**WHAT YOU NEED TO DO:**
Locate, in the data below, the line that contains "of the raised" and the line that contains "of the eyebrow"; reproduce exactly those two lines and every line between them, nothing more.

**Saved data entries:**

* * * * * * * * *

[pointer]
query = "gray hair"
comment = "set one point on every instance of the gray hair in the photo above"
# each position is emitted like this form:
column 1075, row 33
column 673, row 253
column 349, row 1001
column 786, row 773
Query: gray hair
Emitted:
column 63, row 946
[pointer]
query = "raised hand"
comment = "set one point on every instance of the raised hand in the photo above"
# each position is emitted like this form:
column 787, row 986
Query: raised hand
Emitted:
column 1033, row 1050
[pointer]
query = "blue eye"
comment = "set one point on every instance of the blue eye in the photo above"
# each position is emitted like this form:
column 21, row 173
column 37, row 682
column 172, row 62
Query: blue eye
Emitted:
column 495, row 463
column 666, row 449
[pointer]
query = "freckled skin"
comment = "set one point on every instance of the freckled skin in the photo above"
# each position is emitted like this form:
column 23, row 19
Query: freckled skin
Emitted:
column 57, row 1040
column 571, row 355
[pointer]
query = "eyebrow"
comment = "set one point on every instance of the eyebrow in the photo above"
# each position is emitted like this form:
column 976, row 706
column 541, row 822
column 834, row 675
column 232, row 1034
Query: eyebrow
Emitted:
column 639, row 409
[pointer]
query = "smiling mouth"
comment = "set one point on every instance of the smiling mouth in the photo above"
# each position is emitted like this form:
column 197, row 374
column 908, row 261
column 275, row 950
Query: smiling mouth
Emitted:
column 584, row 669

* * * * * * * * *

**RESPONSE AREA:**
comment = "set one point on every instance of the raised hand in the photo above"
# each position is emitted like this form:
column 787, row 986
Query: raised hand
Emitted:
column 1033, row 1050
[pointer]
query = "blue eye"
comment = "set one point on every instance of the blue eye in the photo above"
# each position is emitted like this form:
column 21, row 173
column 37, row 682
column 172, row 62
Query: blue eye
Emitted:
column 495, row 463
column 666, row 449
[pointer]
query = "freckled skin"
comment = "set one point on every instance of the freckled skin in the photo above"
# each position is emitted like this form:
column 23, row 19
Query: freckled skin
Emitted:
column 57, row 1040
column 571, row 355
[pointer]
query = "eyebrow"
comment = "set one point on every instance of the eyebrow in the photo above"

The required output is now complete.